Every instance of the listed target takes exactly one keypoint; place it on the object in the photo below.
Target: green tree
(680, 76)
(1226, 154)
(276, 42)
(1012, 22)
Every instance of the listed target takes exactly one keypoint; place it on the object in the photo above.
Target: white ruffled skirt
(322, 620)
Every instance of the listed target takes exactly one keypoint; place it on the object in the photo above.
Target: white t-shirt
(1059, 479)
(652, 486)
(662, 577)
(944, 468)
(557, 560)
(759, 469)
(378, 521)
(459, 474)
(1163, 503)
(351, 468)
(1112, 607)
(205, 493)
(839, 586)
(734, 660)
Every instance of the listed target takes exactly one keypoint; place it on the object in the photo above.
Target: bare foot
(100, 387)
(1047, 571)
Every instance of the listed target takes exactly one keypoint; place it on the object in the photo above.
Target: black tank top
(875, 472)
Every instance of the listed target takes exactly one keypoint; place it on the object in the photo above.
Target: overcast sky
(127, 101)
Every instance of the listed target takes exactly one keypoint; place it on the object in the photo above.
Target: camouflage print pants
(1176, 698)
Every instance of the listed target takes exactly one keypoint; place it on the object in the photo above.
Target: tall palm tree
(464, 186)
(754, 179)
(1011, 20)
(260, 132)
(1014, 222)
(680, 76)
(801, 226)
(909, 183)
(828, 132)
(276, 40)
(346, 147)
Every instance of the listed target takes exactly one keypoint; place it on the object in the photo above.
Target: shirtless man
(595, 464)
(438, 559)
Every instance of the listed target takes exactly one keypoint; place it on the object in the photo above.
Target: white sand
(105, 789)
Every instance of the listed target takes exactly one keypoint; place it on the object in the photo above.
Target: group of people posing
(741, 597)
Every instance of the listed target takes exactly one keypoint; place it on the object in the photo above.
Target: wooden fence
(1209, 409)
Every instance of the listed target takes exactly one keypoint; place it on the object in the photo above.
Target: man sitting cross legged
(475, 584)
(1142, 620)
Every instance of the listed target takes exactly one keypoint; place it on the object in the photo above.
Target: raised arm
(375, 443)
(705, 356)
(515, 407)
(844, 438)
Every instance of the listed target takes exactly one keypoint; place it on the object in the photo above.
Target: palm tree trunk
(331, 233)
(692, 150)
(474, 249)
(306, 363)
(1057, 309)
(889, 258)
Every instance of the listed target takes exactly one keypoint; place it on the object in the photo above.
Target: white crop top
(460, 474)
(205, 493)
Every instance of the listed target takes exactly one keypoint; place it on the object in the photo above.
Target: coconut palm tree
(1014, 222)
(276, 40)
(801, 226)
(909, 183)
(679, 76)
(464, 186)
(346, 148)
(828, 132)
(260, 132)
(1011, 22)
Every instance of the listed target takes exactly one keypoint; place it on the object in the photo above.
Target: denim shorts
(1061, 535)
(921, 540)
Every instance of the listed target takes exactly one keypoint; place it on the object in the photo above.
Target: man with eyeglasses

+ + + + +

_Your instructions_
Extract the whole listing, character for character.

_Output for this task_
Every instance of the listed target takes exactly one keypoint; place it on the object in the photo below.
Target: green tree
(680, 76)
(1226, 154)
(276, 42)
(1012, 22)
Every instance of the listed target takes exactly one keypoint; place it on the object in the photo above.
Target: white ruffled skirt
(322, 620)
Every instance of the listed target takes exactly one keypoint; place it on the object in the photo above.
Target: white t-shirt
(1059, 479)
(652, 486)
(662, 577)
(944, 468)
(557, 560)
(759, 469)
(378, 521)
(459, 474)
(1163, 503)
(351, 468)
(1112, 607)
(205, 493)
(839, 586)
(734, 660)
Every instance of the listed target takes exactly one keypoint; place it on the object in the photo above.
Target: bare foot
(100, 387)
(1047, 571)
Every instance of the listed target takes exactly one keypoint; place it on the object in the photo above.
Target: black tank top
(875, 472)
Every instance of the listed target takes exactly one keypoint; place it on the object in the photo above.
Target: overcast sky
(127, 101)
Every instance of the listed target takes exactly one keypoint; place it on the object in the photo above.
Target: camouflage print pants
(1176, 698)
Every instance of the listed target takes exactly one keypoint; place it on the object in the photo above.
Target: tall palm tree
(464, 186)
(754, 179)
(1011, 20)
(260, 132)
(1014, 222)
(680, 76)
(801, 226)
(909, 183)
(828, 132)
(276, 40)
(346, 147)
Every instance of the listed target takes exactly one keypoint; place it on the object in the photo above.
Target: shirtless man
(595, 464)
(438, 559)
Every instance of the listed target takes exactly one keypoint; place it on the object in the photo above.
Target: white sand
(105, 789)
Every instance of the listed target takes exactly one keypoint; place it on the object in the photo above.
Target: group of people posing
(741, 597)
Every instance of the listed target takes exactly one keypoint; place it on the object in the photo above.
Target: wooden fence
(1209, 409)
Every instance of the listed target takes exactly one keypoint; place it on the object in the photo above.
Target: man sitting cross legged
(475, 584)
(1142, 620)
Every instance of the listed target takes exactly one keypoint; place it on the object in the photo above.
Target: raised arm
(375, 443)
(705, 356)
(515, 407)
(844, 438)
Every instance of the listed target takes exactly one keypoint; place it on the object in the photo above.
Target: palm tree trunk
(331, 233)
(692, 150)
(474, 249)
(306, 363)
(1057, 309)
(889, 258)
Every instance of the listed target takes exactly one keypoint; place it on the object in the photo above.
Target: white crop top
(460, 474)
(205, 493)
Every instance of the listed target takes exactly one keypoint; place it on the object in the photo above.
Target: coconut palm tree
(1014, 222)
(276, 40)
(801, 226)
(909, 183)
(679, 76)
(464, 186)
(346, 148)
(828, 132)
(260, 132)
(1011, 22)
Every instance of the listed target takes exactly one keypoint; place it on the object in the photo above.
Target: denim shorts
(1061, 535)
(921, 540)
Every instance of the listed target takes exactly one keypoint; place it on the object in the photo above.
Target: man with eyeglasses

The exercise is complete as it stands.